WHAT IS EXPECTED: List every cause of stress named in the stress awareness post below.

EXERCISE PASSAGE:
Posted by Richard Stamps on Apr 14, 2015

personal-wellness-plan-and-national-stress-awareness-monthApril is National Stress Awareness Month. Learn the signs, understand the statistics, and discover how to make stress-busting activities part of your personal wellness plan.

Signs of Stress

The signs of stress are wide and varied. Here's the thing: most of us know it when we feel it…we just too often ignore it. But sometimes signs are a little more subtle: you might find yourself tossing and turning at night unable to sleep. You might develop aches and pains for no reason. You might be eating more…or less. You might find you can't turn off the "mind chatter." You might be moodier or more irritable around family and friends. You might find yourself using drugs and alcohol to "take the edge off." You might be more forgetful and unable to focus on simple tasks.

Any of this sound familiar? Everything we described above *can* be signs of stress. (Disclaimer: the above isn't an exhaustive list, and you shouldn't construe this or any article you read as medical advice. That's what your doctor is for!)

What Causes Stress?

Any number of things can cause stress: marriage, divorce, losing a job, starting a new job, moving to a new place, experiencing some sort of violence…the list is seemingly endless.

Stressful Statistics

As we mentioned above, most of us know when we're feeling stressed. And, yes, life is sometimes stressful. But that doesn't mean you should ignore your stress, especially if it's chronic.

As the Federal Occupational Health website notes, "stress can lead to a wide range of illnesses – from headaches to stomach disorders to depression – and can even increase the risk of serious conditions like stroke and heart disease."

COLLECTED MATERIAL:
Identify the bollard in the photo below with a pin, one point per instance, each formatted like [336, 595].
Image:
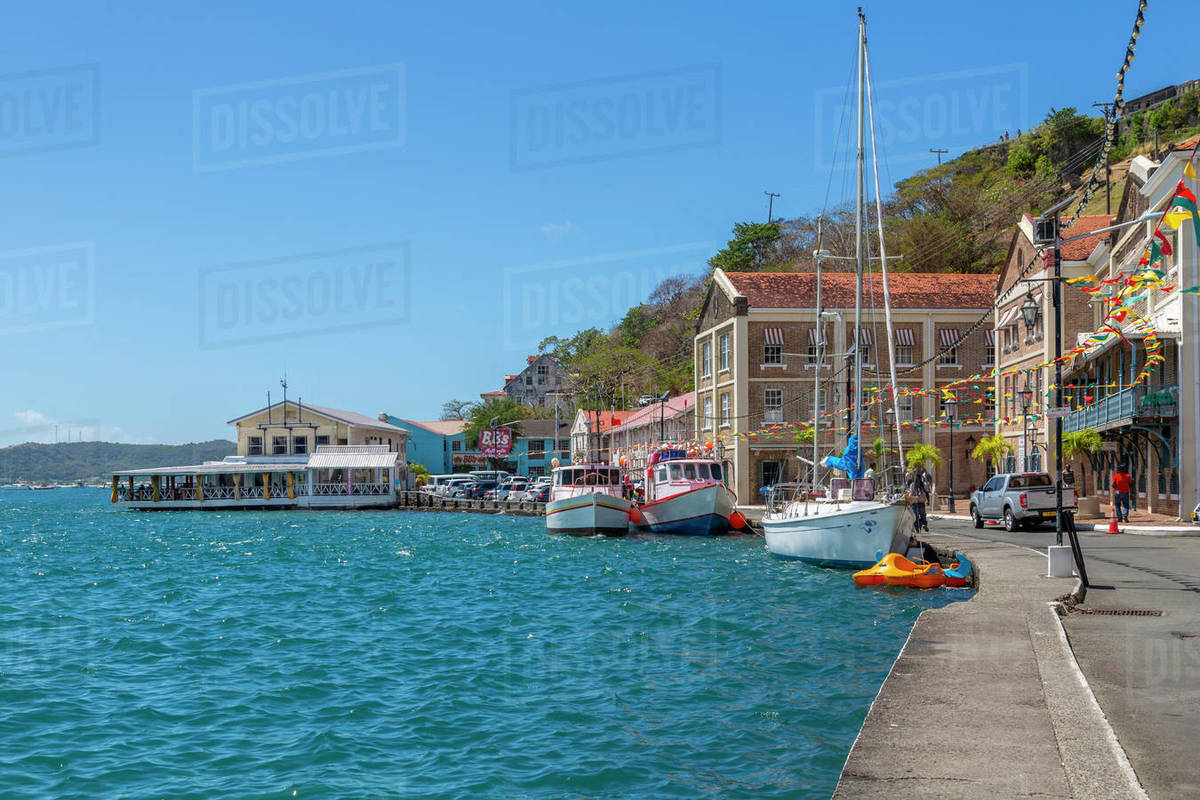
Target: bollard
[1061, 561]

WRITTEN ANSWER:
- Marriage
- Divorce
- Losing a job
- Starting a new job
- Moving to a new place
- Experiencing some sort of violence